Write the entries below as a two-column CSV with the headers instruction and points, one row per entry. Put each entry's text and its answer in their own quoted fields, turn line breaks into spaces, and leave the pictures out.

Raw records
★ ★ ★

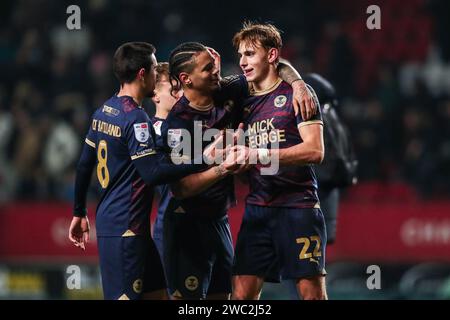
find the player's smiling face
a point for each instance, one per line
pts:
(205, 76)
(150, 78)
(254, 61)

★ ★ ★

Exercise result
instruction,points
"find the player's smiling face a point for each instance, one per line pts:","(205, 76) (150, 78) (254, 61)"